**Records from a data collection:**
+---+

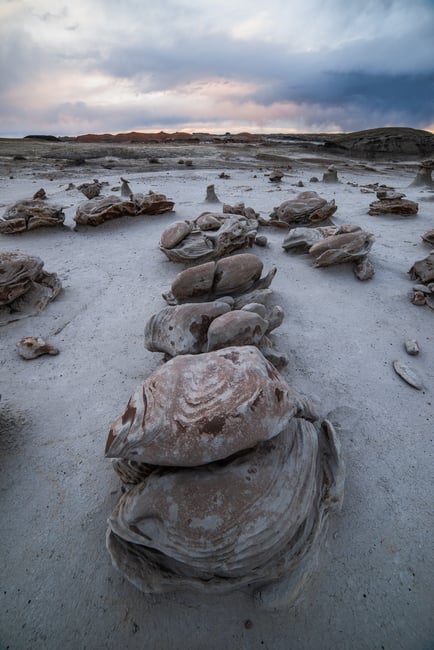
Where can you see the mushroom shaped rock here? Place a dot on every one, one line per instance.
(424, 174)
(307, 209)
(30, 214)
(245, 523)
(196, 409)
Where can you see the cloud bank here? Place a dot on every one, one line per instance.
(121, 65)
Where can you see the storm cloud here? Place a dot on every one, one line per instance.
(106, 65)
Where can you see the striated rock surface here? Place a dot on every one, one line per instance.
(208, 237)
(31, 347)
(423, 270)
(30, 214)
(307, 209)
(98, 210)
(255, 519)
(333, 245)
(192, 328)
(197, 409)
(391, 202)
(228, 276)
(25, 287)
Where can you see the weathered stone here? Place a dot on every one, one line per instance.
(30, 214)
(307, 209)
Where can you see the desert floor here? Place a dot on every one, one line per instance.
(373, 587)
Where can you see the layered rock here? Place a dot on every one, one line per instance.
(208, 237)
(25, 287)
(391, 202)
(307, 209)
(228, 481)
(30, 214)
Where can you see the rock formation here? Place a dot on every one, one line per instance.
(391, 202)
(307, 209)
(333, 245)
(30, 214)
(228, 481)
(208, 237)
(25, 287)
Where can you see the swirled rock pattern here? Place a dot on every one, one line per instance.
(30, 214)
(307, 209)
(25, 287)
(249, 520)
(192, 328)
(196, 409)
(98, 210)
(333, 245)
(231, 275)
(208, 237)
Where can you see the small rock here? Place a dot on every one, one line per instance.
(407, 374)
(412, 347)
(261, 240)
(31, 347)
(211, 196)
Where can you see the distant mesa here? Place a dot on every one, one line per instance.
(50, 138)
(383, 142)
(135, 136)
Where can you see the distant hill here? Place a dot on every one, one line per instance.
(386, 142)
(383, 142)
(135, 136)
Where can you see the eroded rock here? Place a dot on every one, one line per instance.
(25, 287)
(30, 214)
(307, 209)
(208, 237)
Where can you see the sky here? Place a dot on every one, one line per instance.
(110, 66)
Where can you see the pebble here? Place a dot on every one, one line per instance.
(407, 374)
(412, 347)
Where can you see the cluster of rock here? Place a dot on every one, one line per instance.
(335, 245)
(423, 272)
(37, 212)
(25, 287)
(30, 214)
(228, 475)
(307, 209)
(98, 210)
(391, 202)
(208, 237)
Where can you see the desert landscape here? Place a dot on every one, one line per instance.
(357, 343)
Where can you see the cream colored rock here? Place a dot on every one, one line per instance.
(175, 233)
(197, 409)
(231, 275)
(30, 214)
(423, 270)
(204, 241)
(236, 328)
(307, 209)
(31, 347)
(242, 524)
(182, 329)
(98, 210)
(25, 287)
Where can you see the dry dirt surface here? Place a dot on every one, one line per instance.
(373, 586)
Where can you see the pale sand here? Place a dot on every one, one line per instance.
(373, 587)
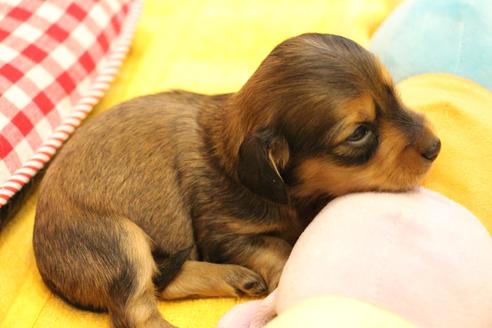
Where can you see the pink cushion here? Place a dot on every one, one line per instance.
(418, 255)
(57, 57)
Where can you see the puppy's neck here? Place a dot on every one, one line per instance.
(224, 129)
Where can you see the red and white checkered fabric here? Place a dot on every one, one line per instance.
(57, 57)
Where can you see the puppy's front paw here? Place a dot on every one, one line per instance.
(246, 282)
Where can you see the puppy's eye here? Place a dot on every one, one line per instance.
(360, 135)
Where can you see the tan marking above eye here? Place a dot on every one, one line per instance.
(351, 114)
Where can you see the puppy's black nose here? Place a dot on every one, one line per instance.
(431, 152)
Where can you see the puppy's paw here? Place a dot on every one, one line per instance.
(246, 282)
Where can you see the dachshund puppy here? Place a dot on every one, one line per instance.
(197, 196)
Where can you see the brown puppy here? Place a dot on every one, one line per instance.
(198, 195)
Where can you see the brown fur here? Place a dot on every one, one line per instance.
(201, 196)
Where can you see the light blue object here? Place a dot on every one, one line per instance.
(438, 36)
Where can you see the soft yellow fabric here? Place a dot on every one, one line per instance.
(461, 113)
(339, 312)
(213, 46)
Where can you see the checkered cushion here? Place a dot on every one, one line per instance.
(57, 57)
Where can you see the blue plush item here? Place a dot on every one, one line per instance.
(438, 36)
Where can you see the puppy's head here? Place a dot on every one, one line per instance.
(320, 117)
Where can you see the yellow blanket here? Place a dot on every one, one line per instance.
(213, 46)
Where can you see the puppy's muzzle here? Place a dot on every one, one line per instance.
(430, 151)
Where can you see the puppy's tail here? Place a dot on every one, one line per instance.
(10, 210)
(169, 267)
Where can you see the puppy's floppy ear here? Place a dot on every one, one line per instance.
(262, 156)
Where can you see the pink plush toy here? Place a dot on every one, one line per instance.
(418, 255)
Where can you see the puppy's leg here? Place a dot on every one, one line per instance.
(132, 296)
(104, 263)
(204, 279)
(265, 255)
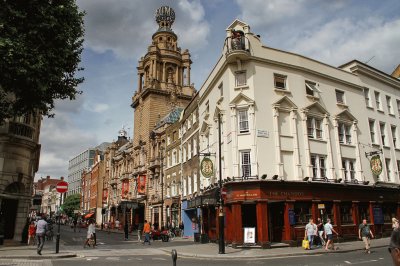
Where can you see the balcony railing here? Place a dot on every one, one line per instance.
(21, 130)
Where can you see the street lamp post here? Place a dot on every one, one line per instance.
(221, 206)
(162, 185)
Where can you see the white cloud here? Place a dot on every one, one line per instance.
(126, 30)
(340, 41)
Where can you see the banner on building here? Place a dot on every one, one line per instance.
(207, 167)
(142, 184)
(376, 165)
(249, 235)
(105, 195)
(125, 189)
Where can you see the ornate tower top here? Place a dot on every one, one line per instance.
(165, 17)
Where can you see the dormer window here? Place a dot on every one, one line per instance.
(240, 78)
(311, 88)
(280, 81)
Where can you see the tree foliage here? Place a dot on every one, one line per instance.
(71, 203)
(40, 48)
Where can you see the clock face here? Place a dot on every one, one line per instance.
(207, 167)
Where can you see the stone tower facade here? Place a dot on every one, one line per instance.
(163, 85)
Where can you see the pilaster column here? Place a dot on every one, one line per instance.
(329, 147)
(262, 223)
(237, 236)
(289, 205)
(359, 171)
(235, 152)
(338, 149)
(306, 143)
(253, 145)
(296, 153)
(279, 165)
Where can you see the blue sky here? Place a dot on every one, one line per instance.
(118, 32)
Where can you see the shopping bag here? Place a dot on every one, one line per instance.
(306, 244)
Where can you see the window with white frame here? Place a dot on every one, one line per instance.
(240, 78)
(195, 182)
(348, 168)
(184, 187)
(280, 81)
(318, 165)
(243, 121)
(245, 163)
(367, 97)
(311, 88)
(378, 100)
(314, 127)
(194, 146)
(372, 130)
(344, 133)
(398, 107)
(382, 127)
(189, 185)
(389, 104)
(394, 136)
(388, 169)
(398, 168)
(340, 97)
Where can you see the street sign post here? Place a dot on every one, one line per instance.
(61, 188)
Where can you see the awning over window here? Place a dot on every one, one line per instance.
(87, 216)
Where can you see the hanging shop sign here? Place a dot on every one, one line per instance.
(376, 165)
(207, 167)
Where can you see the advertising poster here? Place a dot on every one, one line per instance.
(249, 235)
(142, 184)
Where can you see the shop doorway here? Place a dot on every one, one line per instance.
(249, 217)
(276, 221)
(9, 214)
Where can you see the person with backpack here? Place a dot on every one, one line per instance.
(365, 233)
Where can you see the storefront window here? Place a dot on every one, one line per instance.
(327, 212)
(363, 210)
(346, 213)
(389, 211)
(302, 212)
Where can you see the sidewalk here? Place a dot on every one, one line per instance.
(210, 250)
(185, 248)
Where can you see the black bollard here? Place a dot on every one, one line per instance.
(174, 256)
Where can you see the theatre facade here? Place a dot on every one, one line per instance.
(290, 139)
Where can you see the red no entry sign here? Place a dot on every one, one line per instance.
(62, 187)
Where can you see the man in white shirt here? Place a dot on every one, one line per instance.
(41, 229)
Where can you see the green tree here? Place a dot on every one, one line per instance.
(40, 48)
(71, 203)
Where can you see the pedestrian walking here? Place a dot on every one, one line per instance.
(395, 223)
(140, 231)
(394, 247)
(365, 233)
(126, 230)
(41, 230)
(146, 231)
(328, 228)
(90, 234)
(310, 232)
(182, 229)
(31, 233)
(320, 228)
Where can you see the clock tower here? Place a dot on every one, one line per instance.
(163, 85)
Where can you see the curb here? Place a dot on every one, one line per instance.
(233, 257)
(39, 257)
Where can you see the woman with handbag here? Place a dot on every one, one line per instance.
(90, 234)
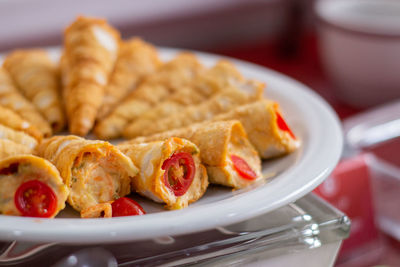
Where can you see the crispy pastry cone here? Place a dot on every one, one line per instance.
(265, 126)
(94, 171)
(10, 98)
(136, 58)
(10, 148)
(178, 72)
(90, 51)
(170, 171)
(17, 137)
(220, 103)
(11, 119)
(30, 186)
(37, 77)
(171, 76)
(220, 144)
(221, 76)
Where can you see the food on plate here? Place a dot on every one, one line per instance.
(222, 76)
(12, 99)
(11, 148)
(170, 171)
(170, 77)
(226, 152)
(17, 137)
(136, 59)
(267, 130)
(90, 51)
(11, 119)
(218, 104)
(190, 125)
(30, 186)
(36, 75)
(123, 206)
(95, 171)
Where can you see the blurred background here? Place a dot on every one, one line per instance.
(347, 53)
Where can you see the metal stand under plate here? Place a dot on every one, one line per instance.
(305, 233)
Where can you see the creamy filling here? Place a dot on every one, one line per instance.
(96, 179)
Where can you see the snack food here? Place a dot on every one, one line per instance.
(12, 99)
(136, 59)
(11, 148)
(170, 171)
(265, 126)
(95, 171)
(90, 51)
(222, 76)
(220, 103)
(30, 186)
(11, 119)
(37, 77)
(170, 77)
(229, 157)
(17, 137)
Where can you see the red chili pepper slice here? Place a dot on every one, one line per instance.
(126, 207)
(179, 172)
(283, 125)
(35, 199)
(243, 168)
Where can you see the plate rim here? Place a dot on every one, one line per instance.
(86, 231)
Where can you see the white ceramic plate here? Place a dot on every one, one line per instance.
(311, 119)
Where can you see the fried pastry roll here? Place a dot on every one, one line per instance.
(17, 137)
(267, 129)
(12, 99)
(170, 77)
(220, 103)
(11, 119)
(136, 59)
(10, 148)
(36, 75)
(221, 76)
(170, 171)
(226, 152)
(94, 171)
(90, 51)
(30, 186)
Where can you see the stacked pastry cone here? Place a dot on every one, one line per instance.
(36, 75)
(218, 141)
(11, 119)
(94, 171)
(218, 104)
(12, 99)
(171, 76)
(90, 51)
(25, 181)
(136, 59)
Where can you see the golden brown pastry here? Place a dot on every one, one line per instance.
(170, 77)
(226, 152)
(136, 59)
(10, 148)
(30, 186)
(36, 75)
(170, 171)
(265, 126)
(11, 119)
(222, 76)
(17, 137)
(90, 51)
(10, 98)
(220, 103)
(94, 171)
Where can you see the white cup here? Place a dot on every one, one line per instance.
(359, 42)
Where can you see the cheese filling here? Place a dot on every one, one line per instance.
(97, 179)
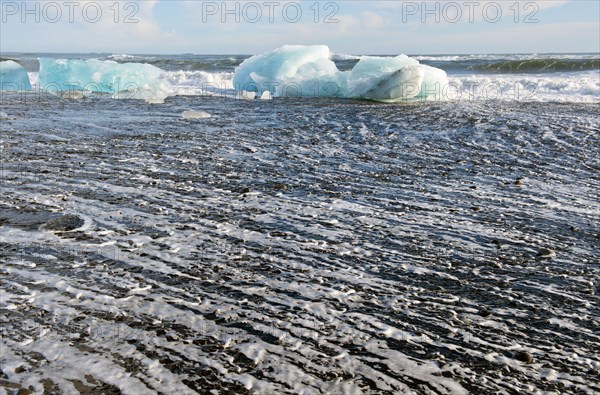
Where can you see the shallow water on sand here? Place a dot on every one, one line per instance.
(296, 246)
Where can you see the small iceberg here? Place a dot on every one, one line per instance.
(245, 95)
(121, 80)
(195, 115)
(13, 77)
(308, 71)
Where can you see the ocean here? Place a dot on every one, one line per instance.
(304, 244)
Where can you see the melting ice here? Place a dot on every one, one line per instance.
(128, 80)
(13, 77)
(308, 71)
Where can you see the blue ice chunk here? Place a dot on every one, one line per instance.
(291, 70)
(13, 77)
(297, 70)
(122, 80)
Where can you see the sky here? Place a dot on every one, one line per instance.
(249, 27)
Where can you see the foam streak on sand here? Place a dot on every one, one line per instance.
(302, 246)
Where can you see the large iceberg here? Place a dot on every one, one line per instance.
(297, 70)
(13, 77)
(122, 80)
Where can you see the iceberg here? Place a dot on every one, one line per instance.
(304, 71)
(13, 77)
(121, 80)
(291, 70)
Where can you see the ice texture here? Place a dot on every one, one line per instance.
(305, 71)
(122, 80)
(13, 77)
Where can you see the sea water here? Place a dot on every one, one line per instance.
(304, 244)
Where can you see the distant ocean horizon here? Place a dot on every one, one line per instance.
(560, 77)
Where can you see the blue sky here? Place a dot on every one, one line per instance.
(248, 27)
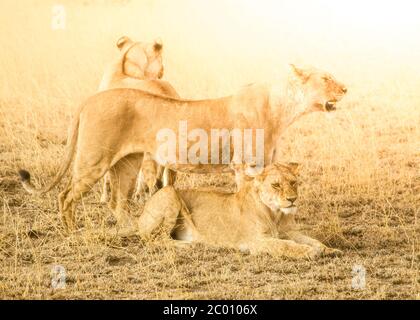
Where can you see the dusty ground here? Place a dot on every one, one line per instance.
(359, 182)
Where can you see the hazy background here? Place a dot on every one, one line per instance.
(360, 168)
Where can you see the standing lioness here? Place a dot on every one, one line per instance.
(259, 218)
(121, 123)
(138, 66)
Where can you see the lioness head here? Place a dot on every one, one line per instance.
(321, 89)
(141, 60)
(277, 187)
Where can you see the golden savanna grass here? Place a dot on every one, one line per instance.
(360, 166)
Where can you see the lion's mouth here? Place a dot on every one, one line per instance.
(330, 105)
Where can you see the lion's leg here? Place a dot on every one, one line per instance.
(318, 246)
(279, 247)
(141, 187)
(105, 186)
(149, 178)
(123, 177)
(160, 213)
(84, 178)
(168, 177)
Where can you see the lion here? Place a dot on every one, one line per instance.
(123, 124)
(138, 66)
(259, 218)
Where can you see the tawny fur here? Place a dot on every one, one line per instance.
(138, 66)
(117, 123)
(259, 218)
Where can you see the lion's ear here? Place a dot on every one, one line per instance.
(294, 167)
(301, 73)
(158, 45)
(121, 42)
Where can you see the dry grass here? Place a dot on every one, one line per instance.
(360, 178)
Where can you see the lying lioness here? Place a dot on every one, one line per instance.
(121, 123)
(259, 218)
(138, 66)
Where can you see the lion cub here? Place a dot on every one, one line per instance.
(260, 218)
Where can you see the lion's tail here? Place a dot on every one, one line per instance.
(25, 176)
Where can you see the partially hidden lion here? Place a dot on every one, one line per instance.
(139, 66)
(260, 218)
(116, 125)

+---+

**Directions for this task:**
Render as a JSON list of strings the lines from the one containing "Where can you see the dusty" through the end of the records, one string per line, with blank lines left out.

**Result of this task:**
[
  "Where can you see the dusty ground here? Place a dot on every one, one line per instance.",
  "(359, 182)",
  "Where can you see the hazy background here? Place a dot on every one, one line per instance.",
  "(360, 168)",
  "Where can you see the standing lioness here? Place a dot on every one, one line per instance.",
  "(259, 218)",
  "(121, 123)",
  "(138, 66)",
  "Where can you see the lioness head here? Place a dot on every one, one line per instance.",
  "(321, 89)",
  "(141, 60)",
  "(277, 187)",
  "Where can you see the golden savanna grass here? Place a dot on every one, one line per instance.",
  "(360, 166)",
  "Where can you see the lion's mouth here? Place a dot on every one, one line per instance.",
  "(330, 105)",
  "Where can you see the lion's leg here? Place a dot on every one, one line per instance.",
  "(318, 246)",
  "(279, 247)",
  "(141, 187)",
  "(105, 186)",
  "(149, 178)",
  "(123, 177)",
  "(160, 213)",
  "(84, 178)",
  "(168, 177)",
  "Where can you see the lion here? Place a dot on every one, one line per instance.",
  "(123, 124)",
  "(138, 66)",
  "(259, 218)",
  "Where can you see the tawny fur here? Place a dot on every one, one line per instance.",
  "(138, 66)",
  "(117, 123)",
  "(259, 218)",
  "Where can you see the lion's ear here? Place a dot on every one, one line per instance.",
  "(294, 167)",
  "(301, 73)",
  "(158, 45)",
  "(121, 42)",
  "Where can you see the dry grass here? Place a dot on every one, one line per instance.",
  "(360, 178)",
  "Where can you see the lying lioness here? Place a dot on every one, one line per instance.",
  "(121, 123)",
  "(259, 218)",
  "(138, 66)",
  "Where can you see the lion cub here? Place a dot on every one, one line per instance.",
  "(260, 218)",
  "Where can you see the lion's tail here? Place a dot on every one, one line per instance.",
  "(25, 176)",
  "Where can you see the partially hidden lion here? Place a dot on every one, one line per instance.",
  "(139, 66)",
  "(260, 218)",
  "(116, 125)"
]